### Instructions to follow
Give back exactly the lines running from the line with "Could you please indicate the pointed" to the end of the entries, and only those lines.

(Records from a collection)
>> start

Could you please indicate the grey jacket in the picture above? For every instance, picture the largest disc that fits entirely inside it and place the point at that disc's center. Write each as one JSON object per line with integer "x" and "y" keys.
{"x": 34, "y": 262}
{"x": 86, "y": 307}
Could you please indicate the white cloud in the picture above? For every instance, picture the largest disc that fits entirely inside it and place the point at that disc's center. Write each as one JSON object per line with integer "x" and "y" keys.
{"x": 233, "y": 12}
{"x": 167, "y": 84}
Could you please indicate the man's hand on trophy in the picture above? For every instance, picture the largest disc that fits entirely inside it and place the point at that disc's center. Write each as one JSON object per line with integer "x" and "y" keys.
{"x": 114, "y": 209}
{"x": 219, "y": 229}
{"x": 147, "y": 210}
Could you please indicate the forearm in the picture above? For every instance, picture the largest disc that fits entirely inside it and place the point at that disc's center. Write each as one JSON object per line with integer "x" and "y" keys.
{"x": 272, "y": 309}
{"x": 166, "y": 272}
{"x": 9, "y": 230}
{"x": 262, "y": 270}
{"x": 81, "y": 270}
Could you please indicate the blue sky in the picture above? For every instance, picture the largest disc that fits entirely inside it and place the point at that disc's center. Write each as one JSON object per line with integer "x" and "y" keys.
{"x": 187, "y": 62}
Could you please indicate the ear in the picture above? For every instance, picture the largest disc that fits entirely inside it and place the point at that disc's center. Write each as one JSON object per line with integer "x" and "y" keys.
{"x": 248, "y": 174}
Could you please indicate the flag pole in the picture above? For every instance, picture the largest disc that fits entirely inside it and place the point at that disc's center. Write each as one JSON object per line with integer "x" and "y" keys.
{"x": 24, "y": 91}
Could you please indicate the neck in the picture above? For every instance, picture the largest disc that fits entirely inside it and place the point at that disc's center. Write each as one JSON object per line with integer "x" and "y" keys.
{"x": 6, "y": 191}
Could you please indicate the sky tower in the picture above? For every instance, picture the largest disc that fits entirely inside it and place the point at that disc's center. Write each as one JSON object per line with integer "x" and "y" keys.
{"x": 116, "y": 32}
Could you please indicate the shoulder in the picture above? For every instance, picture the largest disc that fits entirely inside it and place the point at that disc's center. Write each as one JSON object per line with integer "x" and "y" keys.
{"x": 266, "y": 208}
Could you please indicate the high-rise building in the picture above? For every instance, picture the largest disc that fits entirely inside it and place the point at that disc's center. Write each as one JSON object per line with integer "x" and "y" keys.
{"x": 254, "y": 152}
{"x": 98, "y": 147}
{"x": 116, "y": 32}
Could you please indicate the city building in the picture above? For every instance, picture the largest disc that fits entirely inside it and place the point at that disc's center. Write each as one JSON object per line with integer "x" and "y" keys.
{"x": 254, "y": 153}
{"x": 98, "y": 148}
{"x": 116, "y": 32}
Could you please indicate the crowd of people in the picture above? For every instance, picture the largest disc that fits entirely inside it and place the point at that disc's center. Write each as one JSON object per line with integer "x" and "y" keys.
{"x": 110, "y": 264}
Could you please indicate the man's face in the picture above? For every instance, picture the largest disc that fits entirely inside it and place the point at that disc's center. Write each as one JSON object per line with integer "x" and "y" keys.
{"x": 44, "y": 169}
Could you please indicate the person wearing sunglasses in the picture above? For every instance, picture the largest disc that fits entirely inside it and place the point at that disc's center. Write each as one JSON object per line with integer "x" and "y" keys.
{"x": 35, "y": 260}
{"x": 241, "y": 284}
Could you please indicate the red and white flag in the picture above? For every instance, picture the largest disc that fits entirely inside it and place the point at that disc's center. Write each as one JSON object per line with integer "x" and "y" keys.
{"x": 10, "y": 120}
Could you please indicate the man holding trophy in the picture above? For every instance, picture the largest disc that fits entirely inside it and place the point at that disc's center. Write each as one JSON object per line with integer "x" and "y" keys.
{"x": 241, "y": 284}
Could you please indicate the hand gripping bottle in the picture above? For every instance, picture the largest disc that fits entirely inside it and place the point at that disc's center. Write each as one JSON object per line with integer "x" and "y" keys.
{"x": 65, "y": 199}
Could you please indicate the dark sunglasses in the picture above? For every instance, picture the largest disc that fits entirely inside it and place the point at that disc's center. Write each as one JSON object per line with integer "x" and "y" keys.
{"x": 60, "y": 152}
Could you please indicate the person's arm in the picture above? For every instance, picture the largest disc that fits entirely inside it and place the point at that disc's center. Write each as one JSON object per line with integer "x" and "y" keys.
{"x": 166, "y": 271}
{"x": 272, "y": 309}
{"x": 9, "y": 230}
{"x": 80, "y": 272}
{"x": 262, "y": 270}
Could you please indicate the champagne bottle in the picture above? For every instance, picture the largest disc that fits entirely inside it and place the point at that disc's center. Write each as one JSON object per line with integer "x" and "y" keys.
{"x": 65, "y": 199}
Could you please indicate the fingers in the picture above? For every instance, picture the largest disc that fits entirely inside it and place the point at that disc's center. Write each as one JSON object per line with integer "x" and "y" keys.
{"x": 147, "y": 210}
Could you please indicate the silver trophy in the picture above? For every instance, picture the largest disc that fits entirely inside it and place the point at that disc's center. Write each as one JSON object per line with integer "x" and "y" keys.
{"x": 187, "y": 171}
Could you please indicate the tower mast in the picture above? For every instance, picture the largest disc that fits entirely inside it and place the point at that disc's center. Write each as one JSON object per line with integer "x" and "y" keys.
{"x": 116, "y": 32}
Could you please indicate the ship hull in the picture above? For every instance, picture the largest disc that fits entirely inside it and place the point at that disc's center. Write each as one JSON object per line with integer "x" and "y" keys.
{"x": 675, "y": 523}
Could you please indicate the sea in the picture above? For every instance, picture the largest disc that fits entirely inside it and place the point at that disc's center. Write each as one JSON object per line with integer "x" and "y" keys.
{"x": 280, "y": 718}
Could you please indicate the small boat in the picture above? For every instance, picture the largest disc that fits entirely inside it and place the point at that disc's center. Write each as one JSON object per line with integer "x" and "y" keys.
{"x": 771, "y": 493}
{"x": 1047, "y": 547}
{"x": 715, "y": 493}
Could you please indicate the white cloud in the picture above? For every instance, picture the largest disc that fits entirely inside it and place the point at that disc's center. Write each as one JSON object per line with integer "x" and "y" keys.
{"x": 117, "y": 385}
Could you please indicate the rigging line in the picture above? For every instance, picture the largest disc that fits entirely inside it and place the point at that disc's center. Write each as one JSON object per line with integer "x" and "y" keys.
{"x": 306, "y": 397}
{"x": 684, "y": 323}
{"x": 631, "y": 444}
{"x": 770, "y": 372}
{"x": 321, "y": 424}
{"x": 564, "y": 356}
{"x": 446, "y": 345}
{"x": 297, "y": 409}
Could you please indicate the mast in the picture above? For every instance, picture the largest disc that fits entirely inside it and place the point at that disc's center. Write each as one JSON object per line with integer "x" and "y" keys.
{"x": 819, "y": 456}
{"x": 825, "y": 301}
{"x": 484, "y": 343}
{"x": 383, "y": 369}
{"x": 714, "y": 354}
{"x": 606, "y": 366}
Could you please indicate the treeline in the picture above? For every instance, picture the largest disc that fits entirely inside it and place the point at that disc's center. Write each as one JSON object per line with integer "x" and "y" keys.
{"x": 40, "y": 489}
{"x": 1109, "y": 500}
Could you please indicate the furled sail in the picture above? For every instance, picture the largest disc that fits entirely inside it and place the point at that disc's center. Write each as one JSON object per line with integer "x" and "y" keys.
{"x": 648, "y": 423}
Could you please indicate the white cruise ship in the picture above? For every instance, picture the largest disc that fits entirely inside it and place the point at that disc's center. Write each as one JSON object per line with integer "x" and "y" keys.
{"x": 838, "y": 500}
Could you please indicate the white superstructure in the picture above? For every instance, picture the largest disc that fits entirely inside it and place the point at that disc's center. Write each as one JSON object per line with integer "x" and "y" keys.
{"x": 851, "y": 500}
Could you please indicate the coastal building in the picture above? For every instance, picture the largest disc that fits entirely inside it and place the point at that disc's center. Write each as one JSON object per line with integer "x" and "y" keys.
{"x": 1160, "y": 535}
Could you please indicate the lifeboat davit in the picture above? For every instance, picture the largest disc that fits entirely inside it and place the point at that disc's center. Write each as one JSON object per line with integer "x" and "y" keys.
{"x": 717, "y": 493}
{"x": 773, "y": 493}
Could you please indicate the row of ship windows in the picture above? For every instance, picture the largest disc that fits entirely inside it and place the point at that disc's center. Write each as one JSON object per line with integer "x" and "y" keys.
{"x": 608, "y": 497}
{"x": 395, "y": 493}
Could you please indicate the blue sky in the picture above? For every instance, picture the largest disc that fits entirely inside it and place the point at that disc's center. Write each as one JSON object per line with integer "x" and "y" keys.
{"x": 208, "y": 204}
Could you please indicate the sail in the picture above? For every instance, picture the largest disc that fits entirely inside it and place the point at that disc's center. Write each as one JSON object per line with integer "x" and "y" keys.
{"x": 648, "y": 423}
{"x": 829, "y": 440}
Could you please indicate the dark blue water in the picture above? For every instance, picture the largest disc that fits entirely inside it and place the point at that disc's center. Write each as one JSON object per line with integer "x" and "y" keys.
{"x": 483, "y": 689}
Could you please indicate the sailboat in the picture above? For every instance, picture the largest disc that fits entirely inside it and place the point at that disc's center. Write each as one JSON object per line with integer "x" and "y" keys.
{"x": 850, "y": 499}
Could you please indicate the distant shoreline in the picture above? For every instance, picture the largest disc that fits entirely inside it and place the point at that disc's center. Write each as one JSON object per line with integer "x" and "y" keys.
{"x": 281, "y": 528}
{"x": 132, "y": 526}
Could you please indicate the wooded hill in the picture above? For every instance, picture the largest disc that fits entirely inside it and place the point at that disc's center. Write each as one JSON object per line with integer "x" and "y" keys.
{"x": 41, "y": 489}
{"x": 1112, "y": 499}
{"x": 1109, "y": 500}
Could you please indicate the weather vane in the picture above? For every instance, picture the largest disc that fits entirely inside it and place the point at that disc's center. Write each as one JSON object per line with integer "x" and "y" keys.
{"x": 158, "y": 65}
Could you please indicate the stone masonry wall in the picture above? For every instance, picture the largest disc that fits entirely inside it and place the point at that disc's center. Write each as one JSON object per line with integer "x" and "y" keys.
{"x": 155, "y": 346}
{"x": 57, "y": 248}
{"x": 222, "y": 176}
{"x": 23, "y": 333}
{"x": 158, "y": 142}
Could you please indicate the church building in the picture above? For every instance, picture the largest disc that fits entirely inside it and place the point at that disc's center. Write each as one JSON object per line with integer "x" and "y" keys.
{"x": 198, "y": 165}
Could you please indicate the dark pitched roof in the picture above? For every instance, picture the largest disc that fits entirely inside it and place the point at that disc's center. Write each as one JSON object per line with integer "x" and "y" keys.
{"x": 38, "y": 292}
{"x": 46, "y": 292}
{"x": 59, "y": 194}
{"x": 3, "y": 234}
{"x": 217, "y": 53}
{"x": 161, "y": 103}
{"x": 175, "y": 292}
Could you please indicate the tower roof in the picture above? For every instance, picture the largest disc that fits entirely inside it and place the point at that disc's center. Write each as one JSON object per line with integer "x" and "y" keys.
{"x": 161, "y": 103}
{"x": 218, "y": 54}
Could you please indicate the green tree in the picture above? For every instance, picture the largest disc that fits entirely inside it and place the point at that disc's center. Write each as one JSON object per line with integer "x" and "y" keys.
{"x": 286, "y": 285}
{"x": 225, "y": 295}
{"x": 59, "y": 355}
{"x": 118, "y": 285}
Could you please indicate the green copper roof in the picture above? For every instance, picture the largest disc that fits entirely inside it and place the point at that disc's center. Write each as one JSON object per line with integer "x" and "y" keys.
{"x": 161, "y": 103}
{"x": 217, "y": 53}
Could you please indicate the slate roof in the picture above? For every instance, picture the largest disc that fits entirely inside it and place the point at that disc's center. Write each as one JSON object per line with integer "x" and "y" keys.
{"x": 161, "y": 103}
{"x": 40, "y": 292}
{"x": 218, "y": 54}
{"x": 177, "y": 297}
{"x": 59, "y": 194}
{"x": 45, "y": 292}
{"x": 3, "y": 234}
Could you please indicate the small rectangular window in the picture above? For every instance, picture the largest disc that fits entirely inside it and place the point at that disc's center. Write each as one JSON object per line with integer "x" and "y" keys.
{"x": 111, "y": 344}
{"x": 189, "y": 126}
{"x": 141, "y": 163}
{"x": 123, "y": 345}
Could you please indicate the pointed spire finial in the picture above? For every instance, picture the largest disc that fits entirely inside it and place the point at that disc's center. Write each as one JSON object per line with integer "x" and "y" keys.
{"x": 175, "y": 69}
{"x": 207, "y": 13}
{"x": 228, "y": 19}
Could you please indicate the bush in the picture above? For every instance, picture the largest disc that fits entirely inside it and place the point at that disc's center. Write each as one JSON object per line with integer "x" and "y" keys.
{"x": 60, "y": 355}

>> end

### Answer in full
Could you please indicate the pointed spire finial in the picture above? For every instance, picture the largest disc that fits entirely inside it and place the point at that disc's center. Write each as one JSON object per line with integer "x" and "y" keys.
{"x": 175, "y": 69}
{"x": 207, "y": 13}
{"x": 228, "y": 19}
Could you please indicate the bush in the picture above? For every instance, picture the largest disc that fits entirely inside it and place the point at that disc's center. Write each as one JSON object per line with integer "x" and "y" keys.
{"x": 60, "y": 355}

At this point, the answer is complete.